### The problem
In the passage about New Market below, whose designs did the civic body finally accept for the market?

Retired top cop Soumen Mitra recalls, “At the entrance to a clothes store stood mannequins dressed in police and army uniforms, and I ached to be allowed to buy one. Years later, when I wore my police uniform for the first time, the memory of that shop window at New Market floated up, clear and strong.”

At the centre of the market there was a cannon, a relic of the Boer War. The cannon is gone and with it a fond landmark that helped shoppers navigate the labyrinthine market. “I would always refer to the cannon,” says Bidisha Chowdhury, who is in her 70s.

But you still have Baborally Sirdar with cake moulds of all shapes and sizes, and Geeta’s with its abundance of fabrics. “I still go to New Market for the hand-embroidered petticoats,” says Neelam Mehrotra, a septuagenarian who now lives in Delhi.

Towards the end of the 19th century, the Calcutta Municipal Corporation decided to build what was to be the first planned municipal market of India. A commission was set up to ensure fair pricing and a daily supply of goods. And under the leadership of commissioner and justice for peace Sir Stuart Hogg, an architecture competition was announced. The civic body finally accepted the designs of Richard Roskell Bayne, and Messrs Burn & Co. was entrusted with the construction of the market.

Architect Anindya Basu says, “The architecture of New Market is Victorian Gothic... The Clock Tower was designed almost as an afterthought.”

The outside of the market was built so that temperatures were cooler near the ground. The engineering techniques inside still keep the market functional and not for any surfeit of attention and caretaking.

Part of a data file:
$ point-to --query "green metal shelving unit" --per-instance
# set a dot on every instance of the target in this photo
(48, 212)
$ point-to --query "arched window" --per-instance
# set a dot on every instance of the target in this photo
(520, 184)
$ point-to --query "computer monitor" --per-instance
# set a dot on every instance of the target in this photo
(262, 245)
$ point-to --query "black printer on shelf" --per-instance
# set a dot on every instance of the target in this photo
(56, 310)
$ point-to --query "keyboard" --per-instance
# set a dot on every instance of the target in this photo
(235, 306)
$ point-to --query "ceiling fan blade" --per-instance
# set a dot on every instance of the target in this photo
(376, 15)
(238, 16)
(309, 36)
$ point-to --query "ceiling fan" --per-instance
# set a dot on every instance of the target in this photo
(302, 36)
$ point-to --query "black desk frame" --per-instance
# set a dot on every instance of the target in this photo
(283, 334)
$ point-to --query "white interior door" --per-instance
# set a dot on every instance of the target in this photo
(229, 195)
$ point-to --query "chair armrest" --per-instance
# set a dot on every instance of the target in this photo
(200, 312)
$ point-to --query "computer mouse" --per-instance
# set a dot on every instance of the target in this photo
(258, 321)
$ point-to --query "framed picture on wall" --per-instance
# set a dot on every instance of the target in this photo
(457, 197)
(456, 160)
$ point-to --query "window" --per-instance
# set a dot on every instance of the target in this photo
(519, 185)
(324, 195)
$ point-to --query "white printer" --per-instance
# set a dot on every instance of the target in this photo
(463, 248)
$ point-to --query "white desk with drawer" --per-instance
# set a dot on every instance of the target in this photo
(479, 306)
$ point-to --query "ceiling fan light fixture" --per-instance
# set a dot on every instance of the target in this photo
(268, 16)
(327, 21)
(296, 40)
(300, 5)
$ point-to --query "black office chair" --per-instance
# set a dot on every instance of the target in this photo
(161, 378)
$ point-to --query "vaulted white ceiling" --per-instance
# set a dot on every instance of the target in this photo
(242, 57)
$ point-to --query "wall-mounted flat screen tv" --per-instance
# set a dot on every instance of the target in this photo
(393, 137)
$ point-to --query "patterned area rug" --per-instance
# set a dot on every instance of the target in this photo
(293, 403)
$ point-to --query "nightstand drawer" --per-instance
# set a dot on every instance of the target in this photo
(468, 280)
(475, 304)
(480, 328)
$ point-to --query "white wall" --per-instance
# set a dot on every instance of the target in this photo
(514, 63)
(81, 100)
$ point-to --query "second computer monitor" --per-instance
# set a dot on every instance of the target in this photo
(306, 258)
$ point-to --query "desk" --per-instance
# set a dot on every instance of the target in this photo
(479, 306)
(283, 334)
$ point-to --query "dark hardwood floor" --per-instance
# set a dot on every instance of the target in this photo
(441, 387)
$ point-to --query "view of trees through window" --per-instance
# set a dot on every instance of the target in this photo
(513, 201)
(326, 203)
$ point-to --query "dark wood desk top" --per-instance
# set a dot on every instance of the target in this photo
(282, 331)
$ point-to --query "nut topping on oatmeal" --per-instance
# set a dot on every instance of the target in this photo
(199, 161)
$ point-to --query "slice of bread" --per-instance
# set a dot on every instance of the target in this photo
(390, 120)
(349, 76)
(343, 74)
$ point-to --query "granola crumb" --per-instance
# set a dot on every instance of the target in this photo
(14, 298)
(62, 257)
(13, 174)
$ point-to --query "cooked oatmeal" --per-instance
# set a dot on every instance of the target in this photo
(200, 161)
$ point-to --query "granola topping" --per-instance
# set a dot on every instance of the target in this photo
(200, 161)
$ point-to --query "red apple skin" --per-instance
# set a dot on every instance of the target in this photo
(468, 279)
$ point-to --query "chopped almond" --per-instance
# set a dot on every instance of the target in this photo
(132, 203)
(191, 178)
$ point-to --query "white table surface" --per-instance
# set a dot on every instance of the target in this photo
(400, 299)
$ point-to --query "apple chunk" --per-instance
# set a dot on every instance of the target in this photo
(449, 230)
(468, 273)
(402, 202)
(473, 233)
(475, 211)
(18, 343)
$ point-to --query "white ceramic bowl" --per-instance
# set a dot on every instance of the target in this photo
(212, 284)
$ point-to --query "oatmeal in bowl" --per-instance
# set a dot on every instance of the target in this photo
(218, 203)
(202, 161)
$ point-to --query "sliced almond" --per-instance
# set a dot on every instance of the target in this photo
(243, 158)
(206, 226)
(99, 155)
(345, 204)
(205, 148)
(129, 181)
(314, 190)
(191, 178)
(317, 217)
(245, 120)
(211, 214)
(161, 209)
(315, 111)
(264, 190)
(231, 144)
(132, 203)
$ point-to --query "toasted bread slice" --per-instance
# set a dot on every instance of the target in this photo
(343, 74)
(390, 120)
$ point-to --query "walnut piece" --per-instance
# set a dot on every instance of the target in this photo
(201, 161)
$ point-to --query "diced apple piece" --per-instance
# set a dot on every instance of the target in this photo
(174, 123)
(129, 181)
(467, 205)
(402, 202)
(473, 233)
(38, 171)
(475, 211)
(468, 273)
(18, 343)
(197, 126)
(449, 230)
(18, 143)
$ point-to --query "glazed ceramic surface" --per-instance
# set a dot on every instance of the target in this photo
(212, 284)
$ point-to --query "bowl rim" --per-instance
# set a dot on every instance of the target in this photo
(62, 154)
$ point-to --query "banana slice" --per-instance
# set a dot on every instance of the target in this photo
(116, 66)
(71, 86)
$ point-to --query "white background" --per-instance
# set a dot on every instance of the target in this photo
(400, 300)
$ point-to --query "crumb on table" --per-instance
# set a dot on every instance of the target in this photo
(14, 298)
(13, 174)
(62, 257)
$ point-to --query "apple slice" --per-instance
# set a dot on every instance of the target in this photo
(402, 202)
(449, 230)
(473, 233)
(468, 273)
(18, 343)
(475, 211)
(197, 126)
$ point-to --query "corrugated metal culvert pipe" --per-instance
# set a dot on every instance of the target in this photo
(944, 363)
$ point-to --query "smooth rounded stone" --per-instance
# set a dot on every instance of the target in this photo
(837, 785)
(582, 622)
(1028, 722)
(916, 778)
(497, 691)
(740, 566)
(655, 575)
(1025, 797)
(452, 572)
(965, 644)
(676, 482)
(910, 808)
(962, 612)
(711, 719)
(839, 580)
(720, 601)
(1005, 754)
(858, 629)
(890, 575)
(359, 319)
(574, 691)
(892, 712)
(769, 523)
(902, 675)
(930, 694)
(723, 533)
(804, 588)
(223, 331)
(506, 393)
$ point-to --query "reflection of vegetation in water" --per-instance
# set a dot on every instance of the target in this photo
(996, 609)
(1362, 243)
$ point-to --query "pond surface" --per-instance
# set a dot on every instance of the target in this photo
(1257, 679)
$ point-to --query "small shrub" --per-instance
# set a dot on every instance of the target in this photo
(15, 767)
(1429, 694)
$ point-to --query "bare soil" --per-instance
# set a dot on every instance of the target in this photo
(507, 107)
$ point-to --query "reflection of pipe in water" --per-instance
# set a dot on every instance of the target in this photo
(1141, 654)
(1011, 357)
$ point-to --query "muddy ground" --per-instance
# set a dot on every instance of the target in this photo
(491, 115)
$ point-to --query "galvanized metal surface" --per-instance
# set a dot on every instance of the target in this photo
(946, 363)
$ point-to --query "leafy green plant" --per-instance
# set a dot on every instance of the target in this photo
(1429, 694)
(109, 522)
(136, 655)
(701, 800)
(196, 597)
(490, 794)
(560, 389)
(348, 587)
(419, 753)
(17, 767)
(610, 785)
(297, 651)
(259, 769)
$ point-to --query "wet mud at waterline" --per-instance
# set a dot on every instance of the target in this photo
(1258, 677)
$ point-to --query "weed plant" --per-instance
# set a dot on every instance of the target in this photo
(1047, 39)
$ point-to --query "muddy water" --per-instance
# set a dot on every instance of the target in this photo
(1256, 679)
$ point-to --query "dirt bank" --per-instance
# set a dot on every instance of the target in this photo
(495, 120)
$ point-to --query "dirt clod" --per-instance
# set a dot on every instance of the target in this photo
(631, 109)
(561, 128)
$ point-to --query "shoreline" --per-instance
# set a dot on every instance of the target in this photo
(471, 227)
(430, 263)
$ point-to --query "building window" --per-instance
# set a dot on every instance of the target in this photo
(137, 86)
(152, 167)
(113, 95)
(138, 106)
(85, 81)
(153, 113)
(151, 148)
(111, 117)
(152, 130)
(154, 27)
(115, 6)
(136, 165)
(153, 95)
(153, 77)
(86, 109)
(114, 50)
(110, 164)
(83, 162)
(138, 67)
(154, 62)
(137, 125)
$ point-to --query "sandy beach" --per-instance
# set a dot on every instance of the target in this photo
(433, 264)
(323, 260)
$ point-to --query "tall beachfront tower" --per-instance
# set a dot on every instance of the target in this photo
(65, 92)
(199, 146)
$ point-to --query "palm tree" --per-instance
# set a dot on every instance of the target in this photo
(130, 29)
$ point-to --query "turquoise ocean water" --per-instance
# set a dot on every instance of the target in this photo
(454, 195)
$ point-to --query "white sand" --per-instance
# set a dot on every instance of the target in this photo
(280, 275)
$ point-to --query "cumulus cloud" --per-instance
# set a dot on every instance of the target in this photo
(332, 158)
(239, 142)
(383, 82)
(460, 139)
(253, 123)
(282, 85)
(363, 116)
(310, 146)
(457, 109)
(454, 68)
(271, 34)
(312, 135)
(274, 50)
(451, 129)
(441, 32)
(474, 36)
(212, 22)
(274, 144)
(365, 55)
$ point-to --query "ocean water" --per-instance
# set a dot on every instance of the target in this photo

### Exercise response
The designs of Richard Roskell Bayne.